> Data listing:
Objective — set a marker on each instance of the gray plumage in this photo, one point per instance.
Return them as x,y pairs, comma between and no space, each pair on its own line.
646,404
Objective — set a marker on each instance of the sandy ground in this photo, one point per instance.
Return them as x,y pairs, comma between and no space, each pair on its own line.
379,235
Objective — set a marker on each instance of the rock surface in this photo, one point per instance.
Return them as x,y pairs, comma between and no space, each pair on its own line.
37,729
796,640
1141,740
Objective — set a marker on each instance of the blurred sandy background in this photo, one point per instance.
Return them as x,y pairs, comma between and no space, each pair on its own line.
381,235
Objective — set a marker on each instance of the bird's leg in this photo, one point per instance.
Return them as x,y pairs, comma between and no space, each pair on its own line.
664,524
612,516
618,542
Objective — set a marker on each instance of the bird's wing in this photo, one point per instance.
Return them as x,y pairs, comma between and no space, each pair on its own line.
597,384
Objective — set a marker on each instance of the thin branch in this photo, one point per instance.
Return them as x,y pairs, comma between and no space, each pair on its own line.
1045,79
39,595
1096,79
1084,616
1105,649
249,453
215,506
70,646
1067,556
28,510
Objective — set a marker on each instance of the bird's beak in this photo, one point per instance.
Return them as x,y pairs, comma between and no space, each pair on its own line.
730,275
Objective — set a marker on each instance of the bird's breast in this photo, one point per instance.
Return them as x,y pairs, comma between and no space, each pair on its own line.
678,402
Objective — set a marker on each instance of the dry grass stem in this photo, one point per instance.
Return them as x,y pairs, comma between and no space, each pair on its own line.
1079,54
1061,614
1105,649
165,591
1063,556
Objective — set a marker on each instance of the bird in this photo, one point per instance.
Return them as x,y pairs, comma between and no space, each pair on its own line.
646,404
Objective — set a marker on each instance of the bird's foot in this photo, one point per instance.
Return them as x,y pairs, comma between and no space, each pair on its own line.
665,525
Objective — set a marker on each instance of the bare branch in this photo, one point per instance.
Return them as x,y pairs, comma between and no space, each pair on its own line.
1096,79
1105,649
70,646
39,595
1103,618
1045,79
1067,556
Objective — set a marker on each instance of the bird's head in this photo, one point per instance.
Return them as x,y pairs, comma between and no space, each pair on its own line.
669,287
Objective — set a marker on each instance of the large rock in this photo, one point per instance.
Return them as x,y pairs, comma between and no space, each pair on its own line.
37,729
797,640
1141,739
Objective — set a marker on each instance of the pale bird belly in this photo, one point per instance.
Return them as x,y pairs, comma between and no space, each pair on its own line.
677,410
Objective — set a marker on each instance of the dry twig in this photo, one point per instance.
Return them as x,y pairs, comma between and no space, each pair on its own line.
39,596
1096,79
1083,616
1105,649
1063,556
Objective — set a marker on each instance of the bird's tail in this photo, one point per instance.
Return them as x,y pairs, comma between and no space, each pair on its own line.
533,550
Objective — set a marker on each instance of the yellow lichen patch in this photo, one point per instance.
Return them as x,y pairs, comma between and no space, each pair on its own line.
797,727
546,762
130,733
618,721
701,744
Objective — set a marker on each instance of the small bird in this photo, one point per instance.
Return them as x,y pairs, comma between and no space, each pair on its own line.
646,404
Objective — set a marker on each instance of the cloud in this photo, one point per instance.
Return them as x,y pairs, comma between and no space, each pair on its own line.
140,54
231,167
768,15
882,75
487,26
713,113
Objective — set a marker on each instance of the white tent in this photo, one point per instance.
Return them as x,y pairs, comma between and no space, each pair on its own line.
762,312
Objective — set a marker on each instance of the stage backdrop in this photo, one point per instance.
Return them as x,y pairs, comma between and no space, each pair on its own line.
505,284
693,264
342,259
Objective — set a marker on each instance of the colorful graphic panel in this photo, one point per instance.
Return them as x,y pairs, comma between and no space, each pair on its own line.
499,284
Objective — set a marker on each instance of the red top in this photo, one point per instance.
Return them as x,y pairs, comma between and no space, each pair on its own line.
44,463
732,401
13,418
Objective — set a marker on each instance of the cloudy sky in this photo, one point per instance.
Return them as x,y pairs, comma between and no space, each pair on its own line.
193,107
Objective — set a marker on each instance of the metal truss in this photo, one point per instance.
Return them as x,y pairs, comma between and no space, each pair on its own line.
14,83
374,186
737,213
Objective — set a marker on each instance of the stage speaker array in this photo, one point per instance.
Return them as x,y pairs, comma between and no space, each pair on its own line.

> Exercise prompt: Locate the line with "cloud in this photo, one point per instance." in the entries above; extract it and every line after it, verbatim.

> Task answer:
Objective — set a marker on each instance of the cloud in this photo, one point per instance.
Return them as x,y pairs, comma between and no space, each pair on its own line.
140,54
231,167
768,15
882,75
487,26
713,113
Objective — set a marker on each instance of the white tent in this photo, one point per instance.
Return them as x,y pairs, comma between and no space, each pair on its own line.
762,312
Objective — set a marker on each instance of the stage backdrop in this photo, one point per instance.
Return them as x,y pairs, comma between and no space, each pair on its own line.
505,284
693,264
342,259
Objective — set a marker on each instance of the colorful graphic panel in this photo, one point per instance.
Return them as x,y pairs, comma between and no space, each pair on its own line.
499,284
Objective — set a marker on each instance of the red top in this photo, one point per instance.
Return them as x,y pairs, comma between and no space, each pair on its own line.
44,463
732,401
13,418
Objective — set a marker on each instance of the cloudy sky in this photo, one point per instance.
Return them as x,y pairs, comma between and no space, each pair on its own line.
193,107
Objective — set a marker on each instance of the metal truss in this photo, one point per instance.
Return them as x,y pairs, comma between and no space, each pair on its own line.
14,83
374,186
737,213
Objective — set a marker on each instance of the stage speaker array in this photo, one point per instance.
Return them as x,y pairs, comma between and no space, each pair on its own line.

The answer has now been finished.